- **Exercise requirements**: Report how many lines in the records below contain the string "face", counting only matches in the same case. Give the number alone.

========================================

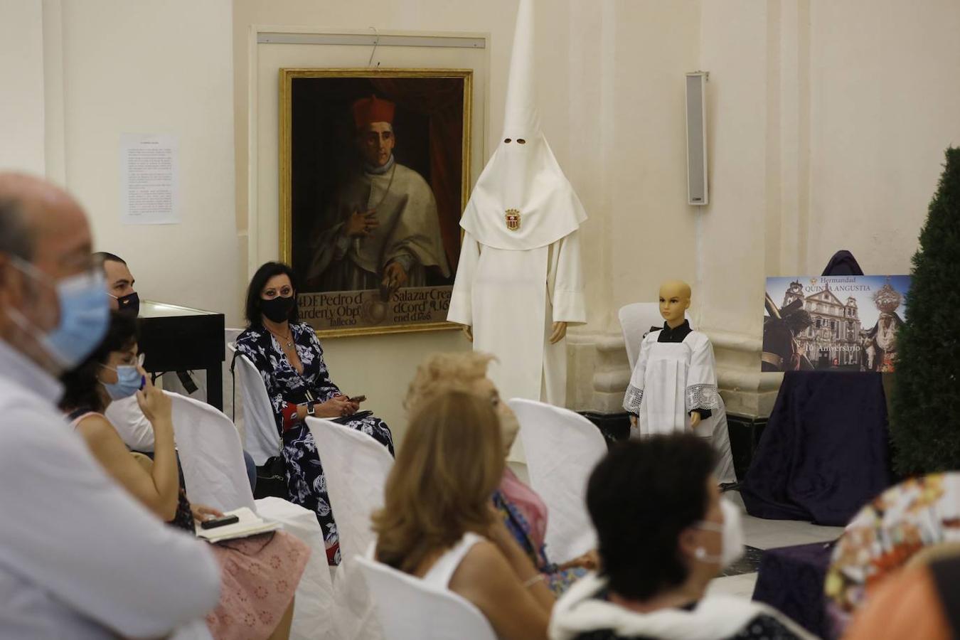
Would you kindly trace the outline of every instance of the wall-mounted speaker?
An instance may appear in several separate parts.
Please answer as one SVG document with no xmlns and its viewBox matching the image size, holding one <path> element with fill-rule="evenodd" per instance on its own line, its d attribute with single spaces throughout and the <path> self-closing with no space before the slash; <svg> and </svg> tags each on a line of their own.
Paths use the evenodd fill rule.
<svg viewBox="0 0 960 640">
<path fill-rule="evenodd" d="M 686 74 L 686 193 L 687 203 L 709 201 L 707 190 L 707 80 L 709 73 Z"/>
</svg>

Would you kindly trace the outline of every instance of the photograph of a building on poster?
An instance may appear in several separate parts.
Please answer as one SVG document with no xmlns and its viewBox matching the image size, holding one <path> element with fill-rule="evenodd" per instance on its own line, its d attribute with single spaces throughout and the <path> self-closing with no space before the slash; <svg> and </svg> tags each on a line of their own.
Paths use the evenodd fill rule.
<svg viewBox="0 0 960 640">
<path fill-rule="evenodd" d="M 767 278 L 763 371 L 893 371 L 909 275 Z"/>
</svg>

========================================

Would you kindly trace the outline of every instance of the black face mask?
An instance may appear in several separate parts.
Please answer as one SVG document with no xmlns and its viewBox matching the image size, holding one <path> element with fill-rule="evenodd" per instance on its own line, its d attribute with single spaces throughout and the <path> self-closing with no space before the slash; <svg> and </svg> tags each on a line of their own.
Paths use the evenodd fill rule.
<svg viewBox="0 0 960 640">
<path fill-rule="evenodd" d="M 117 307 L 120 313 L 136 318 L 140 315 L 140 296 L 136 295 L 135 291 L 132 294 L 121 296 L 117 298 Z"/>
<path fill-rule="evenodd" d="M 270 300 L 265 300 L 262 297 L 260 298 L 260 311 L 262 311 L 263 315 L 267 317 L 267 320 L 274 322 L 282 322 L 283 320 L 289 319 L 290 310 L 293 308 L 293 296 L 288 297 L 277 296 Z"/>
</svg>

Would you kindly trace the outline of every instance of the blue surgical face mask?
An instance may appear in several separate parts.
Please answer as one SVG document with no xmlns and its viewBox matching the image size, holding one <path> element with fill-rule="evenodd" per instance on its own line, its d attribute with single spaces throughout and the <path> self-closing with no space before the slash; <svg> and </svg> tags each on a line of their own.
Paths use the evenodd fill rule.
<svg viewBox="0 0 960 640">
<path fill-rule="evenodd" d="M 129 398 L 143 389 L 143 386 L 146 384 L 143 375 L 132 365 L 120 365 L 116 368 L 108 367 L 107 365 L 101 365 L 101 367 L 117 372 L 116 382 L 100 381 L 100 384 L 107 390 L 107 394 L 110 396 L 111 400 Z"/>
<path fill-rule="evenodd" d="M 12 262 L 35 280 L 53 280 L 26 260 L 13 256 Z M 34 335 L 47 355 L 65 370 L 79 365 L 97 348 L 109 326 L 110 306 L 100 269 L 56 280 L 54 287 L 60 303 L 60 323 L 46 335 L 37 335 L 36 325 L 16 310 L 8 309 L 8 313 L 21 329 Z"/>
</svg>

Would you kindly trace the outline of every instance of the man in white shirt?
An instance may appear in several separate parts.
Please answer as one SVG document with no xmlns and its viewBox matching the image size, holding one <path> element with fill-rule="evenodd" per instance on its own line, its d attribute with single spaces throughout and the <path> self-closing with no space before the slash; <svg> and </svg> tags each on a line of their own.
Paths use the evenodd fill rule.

========================================

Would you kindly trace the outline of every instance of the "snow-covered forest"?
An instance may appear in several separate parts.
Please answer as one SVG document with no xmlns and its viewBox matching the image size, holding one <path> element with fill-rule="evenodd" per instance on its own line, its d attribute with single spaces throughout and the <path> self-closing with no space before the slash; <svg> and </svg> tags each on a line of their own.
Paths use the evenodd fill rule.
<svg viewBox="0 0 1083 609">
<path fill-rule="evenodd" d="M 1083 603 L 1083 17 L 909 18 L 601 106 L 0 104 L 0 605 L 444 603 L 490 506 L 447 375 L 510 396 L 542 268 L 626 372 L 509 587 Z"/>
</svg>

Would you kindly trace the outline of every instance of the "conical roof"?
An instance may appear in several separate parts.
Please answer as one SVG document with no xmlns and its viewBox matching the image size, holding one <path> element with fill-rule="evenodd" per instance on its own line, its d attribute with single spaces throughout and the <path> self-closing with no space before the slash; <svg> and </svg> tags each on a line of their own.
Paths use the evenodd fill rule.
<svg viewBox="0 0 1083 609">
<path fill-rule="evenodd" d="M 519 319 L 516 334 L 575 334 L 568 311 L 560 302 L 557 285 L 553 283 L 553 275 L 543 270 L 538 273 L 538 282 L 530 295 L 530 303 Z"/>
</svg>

========================================

- **The reply**: 2